## start Excerpted text

Google Earth Engine - Plotting Fire Data on a Bubble Map

www.pexels.com/photo/forest-tree-fire-hot-50700/

Winifred Chung

My name is Winifred, I am a second-year student studying Computer Science at UC Berkeley. I was first exposed to data science one year ago and quickly realized just how applicable it is to various fields of study. After joining the Cabinet of Curiosity team, I learned more about existing natural history databases and collaborated with other team members to dive into and study these databases. I became particularly interested in the Google Earth Engine database and the vast amount of geophysical, climate, and imagery data it contained. Data visualization was also something I wanted to learn more about, which led me to exploring California wildfire data from the Earth Engine database and using Plotly to create a map that represented this data. In this post I will be explaining my workflow for accessing data from the Google Earth Engine, how I cleaned and subsetted this data, and how I made interactive databases with (Plot.ly)[https://plot.ly].

Acquiring Data From Google Earth Engine

Google Earth Engine hosts satellite imagery and other geospatial data. This website also functions as a tool that allows for analysis of these datasets, which are made available for global-scale data mining. This data is amazing - images of Earth may go back more than 40 years and are ingested on a daily basis. Datasets include the USGS/NASA Landsat catalog, precipitation data, elevation data, and many more. Earth Engine also allows users to upload their own data for analysis.

Earth Engine has been used in many interesting case studies, such as the Map of Life, as well as analysis of global forest cover change.

Downloading Data

Browse the Data Catalog to find a dataset that interests you. I picked one that contains data about fires. Notice the link listed under the “Dataset Provider” section.

FIRMS provides “active fire data”, which consists of data from the past 24 hours, 48 hours, and 7 days. However, because FIRMS data dates back to November 2000, I wanted to know how to download data older than 7 days.

Once you’ve reached the FIRMS dataset provider link, scroll down and select “Archive Download.” Then, click on “Create New Request.”

png

I wanted to narrow down the data to Southern California wildfires, so in the Download Request box, I decided to get data on a custom region and drew a polygon that roughly enclosed California. For fire data source, I chose VIIRS, which is an instrument used to detect fires and gather data. My date range of choice was September 1st 2017 to September 1st 2018, and I decided to download it as a .csv file. Finally, you must enter your email so that FIRMS can send the data to you. You should receive an email within a few days.

png

Once you receive the email, just download the .csv file, and you’re ready to go!

Using Plotly for Python

Plotly has a Python library that allows you to create interactive data visualizations online, such as line plots, scatter maps, heatmaps, and 3D network graphs. In this tutorial, we will create a bubble map that visualizes wildfire data in California (based on the FIRMS data we acquired).

## end Excerpted text
## start Recorded information

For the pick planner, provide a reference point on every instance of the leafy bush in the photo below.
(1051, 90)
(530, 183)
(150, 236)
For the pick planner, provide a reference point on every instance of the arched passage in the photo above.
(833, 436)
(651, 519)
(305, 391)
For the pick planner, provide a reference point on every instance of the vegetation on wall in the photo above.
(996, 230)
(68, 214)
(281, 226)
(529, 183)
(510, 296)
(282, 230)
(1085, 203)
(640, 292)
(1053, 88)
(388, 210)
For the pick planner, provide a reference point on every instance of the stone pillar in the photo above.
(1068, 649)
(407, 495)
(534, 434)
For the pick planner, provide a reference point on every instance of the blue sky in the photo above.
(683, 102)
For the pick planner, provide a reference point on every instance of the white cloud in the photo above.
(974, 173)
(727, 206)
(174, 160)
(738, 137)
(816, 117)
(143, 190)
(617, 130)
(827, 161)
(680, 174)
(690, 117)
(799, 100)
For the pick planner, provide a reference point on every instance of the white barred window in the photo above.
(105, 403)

## end Recorded information
## start Recorded information

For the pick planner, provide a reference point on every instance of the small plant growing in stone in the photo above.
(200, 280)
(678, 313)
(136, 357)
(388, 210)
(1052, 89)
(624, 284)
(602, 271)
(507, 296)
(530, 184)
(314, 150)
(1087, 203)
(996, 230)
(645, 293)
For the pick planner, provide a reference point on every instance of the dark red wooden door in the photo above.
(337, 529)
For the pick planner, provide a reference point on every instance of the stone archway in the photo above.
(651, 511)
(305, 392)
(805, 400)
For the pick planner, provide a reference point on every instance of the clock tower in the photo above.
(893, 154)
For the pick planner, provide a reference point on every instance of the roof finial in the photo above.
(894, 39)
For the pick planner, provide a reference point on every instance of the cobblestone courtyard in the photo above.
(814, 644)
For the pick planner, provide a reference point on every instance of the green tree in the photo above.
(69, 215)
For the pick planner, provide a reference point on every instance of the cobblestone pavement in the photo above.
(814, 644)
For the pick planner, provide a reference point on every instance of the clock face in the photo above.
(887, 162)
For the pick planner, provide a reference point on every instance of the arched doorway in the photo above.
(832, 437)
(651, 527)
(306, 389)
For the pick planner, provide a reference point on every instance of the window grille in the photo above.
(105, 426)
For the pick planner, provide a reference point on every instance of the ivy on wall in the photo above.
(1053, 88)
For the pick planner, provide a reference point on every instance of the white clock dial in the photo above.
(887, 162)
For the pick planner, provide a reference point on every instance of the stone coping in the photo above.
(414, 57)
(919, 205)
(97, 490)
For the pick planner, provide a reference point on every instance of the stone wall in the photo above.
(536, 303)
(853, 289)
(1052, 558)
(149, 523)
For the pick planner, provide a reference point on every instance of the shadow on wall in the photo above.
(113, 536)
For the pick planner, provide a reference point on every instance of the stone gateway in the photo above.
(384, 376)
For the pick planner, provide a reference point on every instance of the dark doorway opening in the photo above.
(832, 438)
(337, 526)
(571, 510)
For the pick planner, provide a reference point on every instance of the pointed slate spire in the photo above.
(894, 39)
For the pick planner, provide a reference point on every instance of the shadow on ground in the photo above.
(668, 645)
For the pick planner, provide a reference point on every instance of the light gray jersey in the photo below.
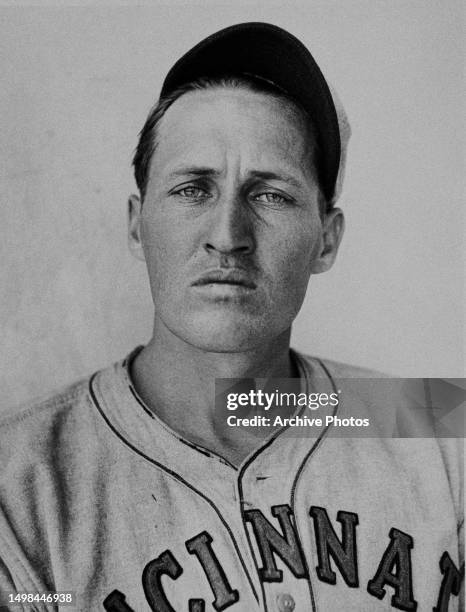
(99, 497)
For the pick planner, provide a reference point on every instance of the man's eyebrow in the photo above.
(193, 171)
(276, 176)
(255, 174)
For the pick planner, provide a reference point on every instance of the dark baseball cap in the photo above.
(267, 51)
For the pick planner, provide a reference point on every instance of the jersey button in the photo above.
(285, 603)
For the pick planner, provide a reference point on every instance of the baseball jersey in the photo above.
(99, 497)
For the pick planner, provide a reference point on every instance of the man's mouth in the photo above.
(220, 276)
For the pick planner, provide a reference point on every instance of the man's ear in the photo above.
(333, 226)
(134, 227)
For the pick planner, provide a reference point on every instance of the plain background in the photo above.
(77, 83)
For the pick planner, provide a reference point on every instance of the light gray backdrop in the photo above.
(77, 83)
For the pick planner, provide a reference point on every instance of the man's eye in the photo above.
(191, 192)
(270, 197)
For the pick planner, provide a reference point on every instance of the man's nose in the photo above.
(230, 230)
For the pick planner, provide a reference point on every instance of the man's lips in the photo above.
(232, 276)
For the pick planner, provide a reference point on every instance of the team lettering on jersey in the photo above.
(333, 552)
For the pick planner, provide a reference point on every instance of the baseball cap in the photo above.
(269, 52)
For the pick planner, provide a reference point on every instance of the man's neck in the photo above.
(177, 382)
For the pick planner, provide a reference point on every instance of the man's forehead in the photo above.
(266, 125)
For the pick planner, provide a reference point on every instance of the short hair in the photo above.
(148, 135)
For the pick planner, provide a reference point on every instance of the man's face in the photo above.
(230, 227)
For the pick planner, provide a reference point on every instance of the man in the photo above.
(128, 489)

## end Recorded information
## start Recorded information

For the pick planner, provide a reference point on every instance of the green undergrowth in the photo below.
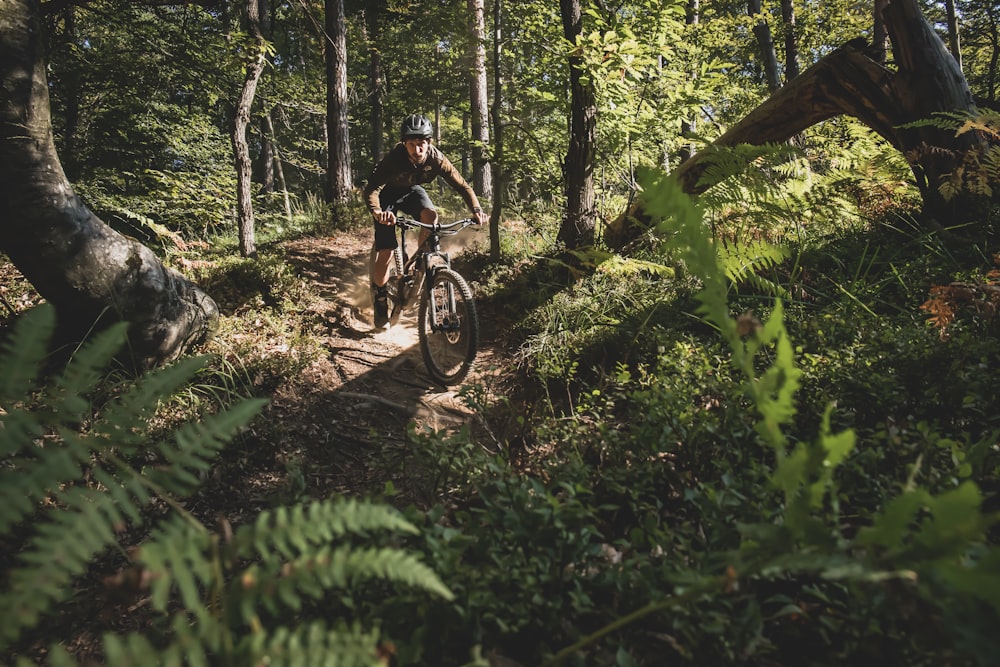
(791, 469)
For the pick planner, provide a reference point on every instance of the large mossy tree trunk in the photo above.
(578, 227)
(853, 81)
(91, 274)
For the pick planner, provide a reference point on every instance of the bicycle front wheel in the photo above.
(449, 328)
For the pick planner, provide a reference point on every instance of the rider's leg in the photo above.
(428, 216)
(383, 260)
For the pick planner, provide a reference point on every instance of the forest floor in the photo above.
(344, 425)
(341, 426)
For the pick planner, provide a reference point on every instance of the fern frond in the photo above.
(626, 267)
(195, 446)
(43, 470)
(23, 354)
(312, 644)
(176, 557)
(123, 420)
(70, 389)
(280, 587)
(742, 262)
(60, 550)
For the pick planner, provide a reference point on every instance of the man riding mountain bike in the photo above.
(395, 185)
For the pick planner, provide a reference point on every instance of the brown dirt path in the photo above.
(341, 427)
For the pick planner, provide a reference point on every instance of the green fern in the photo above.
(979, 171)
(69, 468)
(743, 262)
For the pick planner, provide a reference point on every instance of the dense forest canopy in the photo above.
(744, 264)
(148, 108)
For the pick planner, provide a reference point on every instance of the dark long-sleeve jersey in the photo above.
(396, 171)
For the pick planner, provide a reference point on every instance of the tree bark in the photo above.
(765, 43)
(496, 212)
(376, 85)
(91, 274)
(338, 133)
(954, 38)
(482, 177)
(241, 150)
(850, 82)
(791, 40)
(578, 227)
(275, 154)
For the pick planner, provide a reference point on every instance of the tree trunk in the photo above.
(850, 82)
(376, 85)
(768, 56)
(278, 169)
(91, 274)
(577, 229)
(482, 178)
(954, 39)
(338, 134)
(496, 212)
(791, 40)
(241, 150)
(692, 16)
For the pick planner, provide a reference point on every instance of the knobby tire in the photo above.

## end Recorded information

▸ Challenge A:
Answer these from the Earth Engine wildfire post above, one line each:
(i) How far back can images of Earth in Google Earth Engine go?
(ii) To what month and year does FIRMS data date back?
(iii) Which fire data source was chosen in the Download Request box?
▸ Challenge B: Write the next part of the Earth Engine wildfire post, beginning right after its final sentence about building a bubble map from the FIRMS data.

▸ Written reply A:
(i) More than 40 years.
(ii) November 2000.
(iii) VIIRS.

▸ Written reply B:
I knew I wanted to visualize the data using a map, and after looking at many different graphing libraries, I decided to use Plotly. Plotly seemed to be the most user-friendly because the website had very thorough map tutorials and easy-to-follow documentation. Additionally, Plotly hosts graphs, which can be embedded anywhere. These graphs are saved in your account.

First, install Plotly’s Python package using

pip install plotly

Next, create an account and obtain your API key. This will be used to set your credentials.

Now, you’re ready to fire up Python and set up your credentials:

import plotly plotly.tools.set_credentials_file(username='your_username', api_key='your_api_key')

Once that is done, let’s import some libraries that we will use in this tutorial:

import plotly.plotly as py
import pandas as pd
from datascience import *
import numpy as np

#included for distribution figures.
import seaborn as sns
import matplotlib.pyplot as plt
from scipy import stats

Using the FIRMS dataset

Our FIRMS dataset is quite big, so let’s narrow it down to just a few points on the map. I’d like to plot 5 bright, 5 moderately bright, and 5 dim wildfires in the dataset.

First, let’s load the .csv file into a table:

data= pd.read_csv('../data/SoCal_fires.csv')  
data.head()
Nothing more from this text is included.